EXERCISE PROMPT: Swap every "palm tree" in the listing below for "banana tree" and write out the whole listing again with nothing else changed. Leave the pictures out.

-- Start of SUPPLIED DATA --

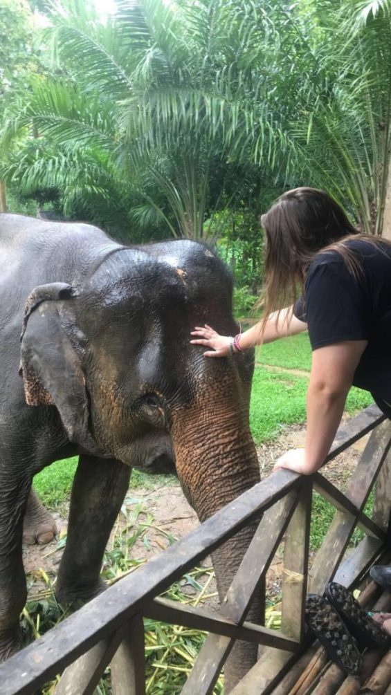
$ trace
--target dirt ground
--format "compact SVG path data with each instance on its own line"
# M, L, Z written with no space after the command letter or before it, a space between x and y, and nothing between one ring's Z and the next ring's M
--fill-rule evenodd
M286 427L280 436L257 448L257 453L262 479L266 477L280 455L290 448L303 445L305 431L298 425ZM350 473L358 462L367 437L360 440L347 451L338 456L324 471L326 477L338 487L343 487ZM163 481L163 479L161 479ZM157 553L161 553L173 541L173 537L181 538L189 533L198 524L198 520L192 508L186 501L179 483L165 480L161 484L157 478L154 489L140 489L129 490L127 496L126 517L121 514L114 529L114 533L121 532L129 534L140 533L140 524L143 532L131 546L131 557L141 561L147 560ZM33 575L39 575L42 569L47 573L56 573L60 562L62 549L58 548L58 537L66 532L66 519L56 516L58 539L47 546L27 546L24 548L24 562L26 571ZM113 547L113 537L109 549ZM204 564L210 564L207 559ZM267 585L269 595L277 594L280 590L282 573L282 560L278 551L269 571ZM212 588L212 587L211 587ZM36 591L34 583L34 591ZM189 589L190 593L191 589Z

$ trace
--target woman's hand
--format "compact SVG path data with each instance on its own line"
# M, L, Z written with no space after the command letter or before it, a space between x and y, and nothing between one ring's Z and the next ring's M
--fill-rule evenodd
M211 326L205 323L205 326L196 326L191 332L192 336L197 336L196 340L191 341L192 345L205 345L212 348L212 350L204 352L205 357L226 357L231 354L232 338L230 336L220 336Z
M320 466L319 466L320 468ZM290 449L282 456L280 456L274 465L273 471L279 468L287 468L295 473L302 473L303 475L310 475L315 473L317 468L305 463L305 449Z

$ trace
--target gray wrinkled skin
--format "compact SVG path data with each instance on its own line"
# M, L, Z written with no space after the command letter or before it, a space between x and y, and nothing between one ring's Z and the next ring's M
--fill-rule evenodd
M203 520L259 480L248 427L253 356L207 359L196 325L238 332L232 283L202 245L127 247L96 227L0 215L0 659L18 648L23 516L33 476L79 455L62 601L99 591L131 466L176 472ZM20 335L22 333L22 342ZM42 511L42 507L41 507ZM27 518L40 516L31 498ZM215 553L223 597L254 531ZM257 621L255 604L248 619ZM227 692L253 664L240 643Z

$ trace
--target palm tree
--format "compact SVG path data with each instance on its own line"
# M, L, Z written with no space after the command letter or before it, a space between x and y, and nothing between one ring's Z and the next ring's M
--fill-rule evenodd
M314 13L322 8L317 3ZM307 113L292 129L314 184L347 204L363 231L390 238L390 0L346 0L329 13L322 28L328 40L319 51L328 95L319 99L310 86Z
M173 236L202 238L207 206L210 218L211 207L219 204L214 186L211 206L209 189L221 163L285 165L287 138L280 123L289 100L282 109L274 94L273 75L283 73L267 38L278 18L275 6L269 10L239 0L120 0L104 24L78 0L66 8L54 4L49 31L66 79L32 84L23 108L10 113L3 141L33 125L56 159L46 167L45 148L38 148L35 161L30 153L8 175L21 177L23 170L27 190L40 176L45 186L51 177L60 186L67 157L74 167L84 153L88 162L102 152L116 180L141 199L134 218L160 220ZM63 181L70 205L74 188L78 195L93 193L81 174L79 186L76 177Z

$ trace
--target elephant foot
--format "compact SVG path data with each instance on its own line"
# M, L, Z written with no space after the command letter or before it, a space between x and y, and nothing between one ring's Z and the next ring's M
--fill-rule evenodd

-- End of SUPPLIED DATA --

SOLUTION TO THE EXERCISE:
$ trace
--target dirt ground
--format "compact SVG path data with each instance on its own line"
# M, L, Z written with no space after the command letter or before it, a space between x and y, and nothing between one ring's Z and the next ring's M
--fill-rule evenodd
M286 427L280 436L257 448L257 453L262 479L266 477L280 455L290 448L303 445L305 431L298 425ZM350 473L358 462L367 437L360 440L347 451L338 456L324 471L326 477L338 487L343 487ZM163 481L163 479L161 479ZM157 553L161 553L173 541L173 537L181 538L189 533L198 524L198 520L192 508L186 501L179 483L165 480L161 484L157 478L154 489L140 489L129 490L127 496L126 517L121 514L114 529L114 533L121 532L129 534L140 533L140 524L143 532L131 546L131 557L141 561L147 560ZM33 575L39 575L42 569L47 573L56 573L60 562L62 549L58 548L58 537L66 532L66 519L56 516L58 539L47 546L27 546L24 548L24 562L26 571ZM113 547L113 537L109 549ZM204 564L210 564L207 559ZM267 585L269 595L277 594L280 590L282 573L282 560L278 551L269 571ZM212 588L212 587L211 587ZM36 591L34 583L34 591ZM189 589L190 593L191 589Z

$ trace
--target woman's hand
--format "compact SVG path data with each instance on its own line"
# M, L, Z written with no space after the command letter or before it, a space between x and y, and nothing between one ring's Z and the next ring's M
--fill-rule evenodd
M211 326L205 323L205 326L196 326L191 332L192 336L197 336L196 340L191 341L192 345L205 345L212 348L212 350L204 352L205 357L226 357L231 354L232 338L230 336L220 336Z
M320 466L319 466L320 468ZM290 449L282 456L280 456L274 465L273 471L279 468L287 468L295 473L302 473L303 475L310 475L315 473L317 468L305 463L305 449Z

$ trace
--target gray wrinkled skin
--format "compact SVG path data with each instance on its own line"
# M, L, Z written with no space after the command letter or before it, a space between x and y, and nothing between one ring's Z and the next ring's M
--fill-rule evenodd
M203 520L259 480L248 427L253 356L207 359L196 325L238 332L232 283L202 245L127 247L96 227L0 215L0 659L18 648L23 516L33 476L79 455L62 601L99 591L131 466L176 472ZM20 335L22 333L22 342ZM42 511L42 507L41 507ZM27 518L40 516L31 498ZM215 553L223 597L254 531ZM257 621L255 604L248 619ZM227 692L253 664L240 643Z

$ trace
--target banana tree
--format "compact SVG path data with each instance on its own line"
# M, L, Z written with no space after the command letter or before it, a space between x and y, and nothing between one ring's Z and the next ring's M
--fill-rule evenodd
M314 13L322 8L317 3ZM307 113L292 129L314 184L347 204L363 231L390 238L390 0L346 0L329 13L322 28L328 40L319 51L328 95L319 99L310 86Z
M173 236L202 238L207 206L210 218L211 207L219 204L214 186L211 206L209 189L221 163L285 165L287 138L280 123L289 100L282 109L274 94L273 75L283 73L267 38L278 18L275 6L269 10L239 0L120 0L104 24L78 0L66 8L54 4L49 31L66 79L32 84L23 108L10 113L3 141L33 125L56 159L46 167L45 148L38 148L35 161L30 153L8 175L21 177L23 170L27 190L40 176L45 186L51 177L60 186L67 157L74 167L84 153L88 162L102 152L116 180L141 199L134 218L160 220ZM63 181L70 205L74 188L78 195L93 193L81 174L79 186L76 177Z

$ trace
--target elephant foot
--format "compact SVG path data with each instance on its own line"
# M, L, Z written with no space after the command letter or before it, a space between x and y, and nothing between one ring's Z and the next ring's M
--fill-rule evenodd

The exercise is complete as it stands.